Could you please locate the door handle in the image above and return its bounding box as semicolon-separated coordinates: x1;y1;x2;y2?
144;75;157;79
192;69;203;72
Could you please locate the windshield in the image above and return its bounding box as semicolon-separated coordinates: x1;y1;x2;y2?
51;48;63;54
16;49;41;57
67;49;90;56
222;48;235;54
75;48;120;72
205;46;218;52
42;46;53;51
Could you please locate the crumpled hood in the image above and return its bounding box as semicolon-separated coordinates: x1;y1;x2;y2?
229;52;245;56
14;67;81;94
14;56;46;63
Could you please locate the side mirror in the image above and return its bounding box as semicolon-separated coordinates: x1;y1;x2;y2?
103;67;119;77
-.-.-
INSTRUCTION —
Please reproduce, character for character, the lines from the one containing "Could you please locate the side" through the last line, inclusive.

EXERCISE SOLUTION —
Could you please locate the side mirror in the image above and return its bounding box as semicolon-separated coordinates: x1;y1;x2;y2?
103;67;119;77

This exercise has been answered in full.